Selected passage ->
******
This was the style of the cottages in Kuzmino. The name of the owner was inscribed on the corner of each house; and there appeared to be but two surnames, at most three, in the whole village. One new but unfinished house seemed to have been built from the ridgepole downward, instead of in the usual order. There were no doorways or stairs or apertures for communication between the stories, which were two in number. It was an architectural riddle.

As a stroll to the village had consumed an unexpected amount of time, we found ourselves, at the breakfast hour, miles away from our hotel. We instituted a search for milk, and were directed at random, it seemed, until a withered little old peasant, who was evidently given to tippling, enlisted himself as our guide. He took us to the house of a woman who carried milk and cream to town twice a week, and introduced us with a comical flourish.

The family consisted of an old woman, as dried and colorless as a Russian codfish from Arkhangel, but very clean and active; her son, a big, fresh-colored fellow, with a mop of dark brown curls, well set off by his scarlet cotton blouse; his wife, a slender, red-cheeked brunette, with delicate, pretty features; and their baby girl. They treated us like friends come to make a call; refused to accept money for their cream; begged us to allow them to prepare the samovar, as a favor to them, and send for white rolls, as they were sure we could not eat their sour black bread; and expressed deep regret that their berries were all gone, as the season was past. They showed us over their house in the prettiest, simplest way, and introduced us to the dark storeroom where their spare clothing and stores of food for the winter, such as salted cucumbers in casks, and other property, were packed away; to a narrow slip of a room on the front, where the meals for the family were prepared with remarkably few pots and no pans; to the living-room, with its whitewashed stone-and-mud oven in one corner, for both cooking and heating, a bench running round the walls on three sides, and a clean pine table in the corner of honor, where hung the holy images. They had a fine collection of these images, which were a sign of prosperity as well as of devotion. The existence of another tiny room also bore witness to easy circumstances. In this room they slept; and the baby, who was taking her noonday nap, was exhibited to us by the proud papa. Her cradle consisted of a splint market basket suspended from the ceiling by a stout wire spring, like the spring of a bird-cage, and rocked gently. The baby gazed at us with bright, bird-like eyes and smiled quietly when she woke, as though she had inherited her parents' gentle ways. We believed them when they said that she never cried; we had already discovered that this was the rule with Russian children of all classes.
******
What you need to do ->
Answer these questions from the Kuzmino passage:
1. How many stories did the new but unfinished house have?
2. How often did the woman the guide introduced carry milk and cream to town?
3. What was the baby's cradle?

Records from a collection
******
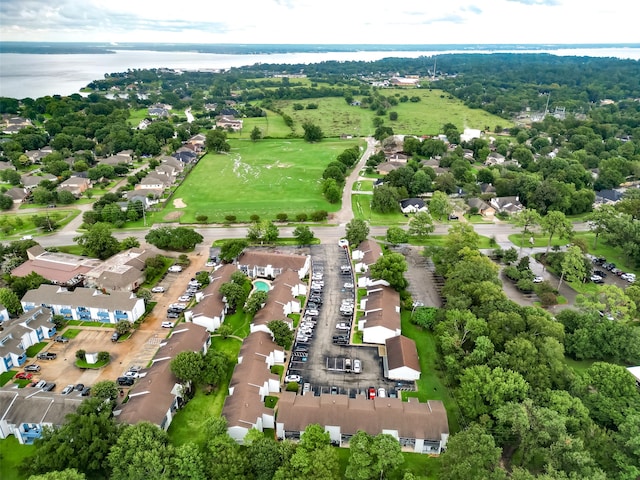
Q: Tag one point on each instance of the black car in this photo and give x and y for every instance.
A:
(47, 356)
(125, 381)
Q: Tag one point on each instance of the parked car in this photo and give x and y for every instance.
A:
(357, 366)
(125, 381)
(47, 356)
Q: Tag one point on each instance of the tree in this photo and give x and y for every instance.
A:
(141, 451)
(385, 199)
(216, 140)
(105, 390)
(421, 225)
(556, 223)
(255, 302)
(472, 455)
(312, 132)
(256, 134)
(234, 293)
(303, 235)
(232, 249)
(390, 267)
(356, 231)
(10, 301)
(439, 205)
(98, 241)
(188, 366)
(282, 334)
(396, 236)
(83, 442)
(572, 266)
(527, 219)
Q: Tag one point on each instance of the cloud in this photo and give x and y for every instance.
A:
(548, 3)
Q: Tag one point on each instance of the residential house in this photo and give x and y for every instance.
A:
(158, 394)
(482, 207)
(211, 309)
(18, 194)
(381, 319)
(57, 267)
(268, 264)
(85, 303)
(282, 300)
(413, 205)
(32, 181)
(510, 205)
(365, 255)
(123, 272)
(419, 427)
(250, 383)
(401, 361)
(19, 334)
(229, 122)
(75, 185)
(24, 412)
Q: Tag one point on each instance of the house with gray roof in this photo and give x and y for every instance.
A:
(20, 333)
(24, 412)
(158, 394)
(418, 427)
(381, 319)
(85, 303)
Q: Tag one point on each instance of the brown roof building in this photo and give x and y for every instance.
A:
(419, 427)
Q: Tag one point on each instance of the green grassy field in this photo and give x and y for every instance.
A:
(426, 117)
(264, 178)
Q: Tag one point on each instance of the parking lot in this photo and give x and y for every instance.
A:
(329, 258)
(137, 350)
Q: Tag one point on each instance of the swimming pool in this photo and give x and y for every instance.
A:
(261, 286)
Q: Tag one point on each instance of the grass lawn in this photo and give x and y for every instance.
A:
(430, 386)
(264, 178)
(189, 424)
(12, 454)
(362, 209)
(12, 224)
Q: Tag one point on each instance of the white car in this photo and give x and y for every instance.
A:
(357, 366)
(68, 389)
******
Solution to this problem ->
1. Two.
2. Twice a week.
3. A splint market basket hung from the ceiling by a stout wire spring.